Required work
Reproduce all the lines below exactly and omit the images.

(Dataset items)
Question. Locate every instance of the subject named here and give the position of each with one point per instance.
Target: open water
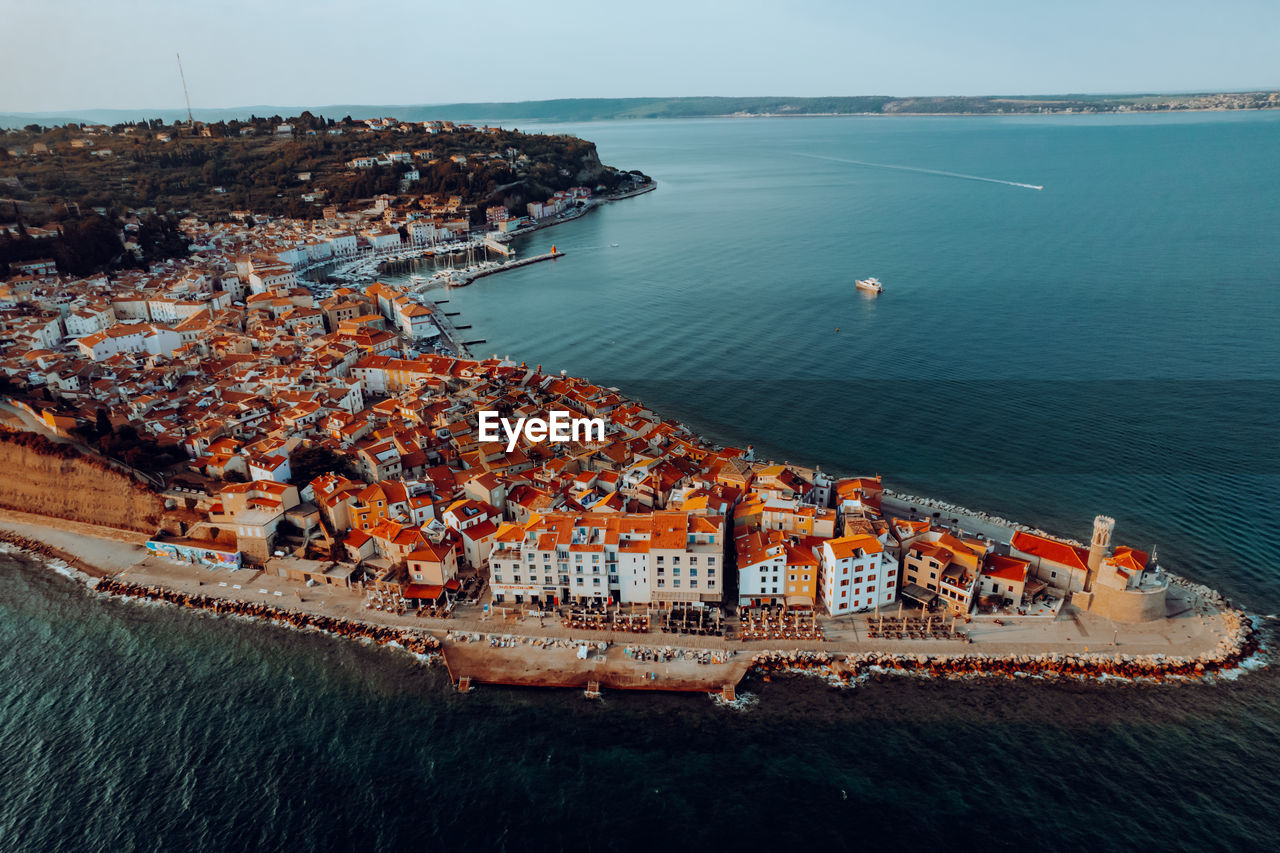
(1104, 345)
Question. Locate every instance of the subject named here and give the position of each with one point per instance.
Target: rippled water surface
(1105, 345)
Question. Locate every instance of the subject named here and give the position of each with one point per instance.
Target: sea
(1080, 316)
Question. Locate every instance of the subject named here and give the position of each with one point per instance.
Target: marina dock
(526, 664)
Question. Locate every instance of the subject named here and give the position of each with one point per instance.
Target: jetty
(524, 261)
(583, 665)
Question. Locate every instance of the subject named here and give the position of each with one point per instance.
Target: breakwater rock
(1242, 642)
(412, 641)
(31, 546)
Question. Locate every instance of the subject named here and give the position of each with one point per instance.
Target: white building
(658, 557)
(855, 574)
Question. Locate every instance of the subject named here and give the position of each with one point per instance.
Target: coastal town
(320, 422)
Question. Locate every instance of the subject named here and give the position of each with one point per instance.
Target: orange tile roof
(1051, 550)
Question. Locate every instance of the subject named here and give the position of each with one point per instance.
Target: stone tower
(1102, 528)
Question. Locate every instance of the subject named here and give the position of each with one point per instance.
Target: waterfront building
(627, 557)
(855, 574)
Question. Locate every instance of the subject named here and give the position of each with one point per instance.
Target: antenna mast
(191, 122)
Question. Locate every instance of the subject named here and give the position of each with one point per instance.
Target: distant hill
(593, 109)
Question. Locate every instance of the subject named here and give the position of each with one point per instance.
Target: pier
(522, 261)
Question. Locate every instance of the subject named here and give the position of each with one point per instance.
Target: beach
(1201, 635)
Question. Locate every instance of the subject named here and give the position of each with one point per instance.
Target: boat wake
(920, 170)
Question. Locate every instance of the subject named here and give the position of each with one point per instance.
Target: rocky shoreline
(412, 641)
(1242, 643)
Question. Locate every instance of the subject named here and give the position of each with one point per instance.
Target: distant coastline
(572, 110)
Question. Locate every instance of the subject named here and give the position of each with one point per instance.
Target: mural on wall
(182, 552)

Written answer
Question. Locate every instance of the subject named here and give the position of each with one point per instance.
Target: open water
(1104, 345)
Question. Locate every instance of the subject named here and give the position of each with one point per instance.
Target: rippled water surface
(1105, 345)
Question. Locate every instance of the subject named here and give the position of each with one point per instance.
Target: sea
(1080, 316)
Question. Locate every instance of the subject named here and give the position of each with one point per instance.
Target: marina dock
(526, 664)
Question. Locate every instance of the subject named here and give the position of each with one point per instance.
Target: jetty
(524, 261)
(583, 665)
Question. Locate every instance of the subject named here and give the position of each with one point per instance.
Target: breakwater rock
(1242, 642)
(412, 641)
(31, 546)
Question. Locate every instance of the subject named here and give the position of each with one point per instance.
Target: white building
(658, 557)
(855, 574)
Question. Locate every instance of the subject named here and give the position of each with one point per instance.
Target: coastal town
(320, 422)
Question. Locate every instance of the subject named here and give the position of each with one point per instance.
Target: orange tile roof
(1051, 550)
Question. Locate every instance of the subject named here and give the position of each with one point per instance.
Target: stone tower
(1102, 528)
Question. Locate every instance of the subject named here and give the position of each with one point per instance.
Target: waterfront building
(627, 557)
(855, 574)
Question. Locate every instance of the subject named here and give the position of each with one point per instance.
Target: antenna mast
(191, 122)
Question. Locate every instance of the subject named here and give the position of each with one point per instance.
Target: distant hill
(593, 109)
Question. Locate every instance of the subject named here and give the position of each with one point per instance.
Target: pier
(522, 261)
Question. Locate every instance of the subject named here and give the position of each with one point per instance.
Target: beach
(1201, 635)
Question. Locate every instance of the subject named here and give the position of each with one point per instance.
Target: boat wake
(920, 170)
Question. Locate every instance of the subject named here and give the position of each with one point per instance.
Target: rocky shoreline
(412, 641)
(1242, 643)
Question. Locate every instance of the subject named here and give the position of each with one point per instance.
Target: distant coastline
(572, 110)
Question. Locate every instance of the subject named here and give the position of each with one point per instance.
Target: mural on wall
(182, 552)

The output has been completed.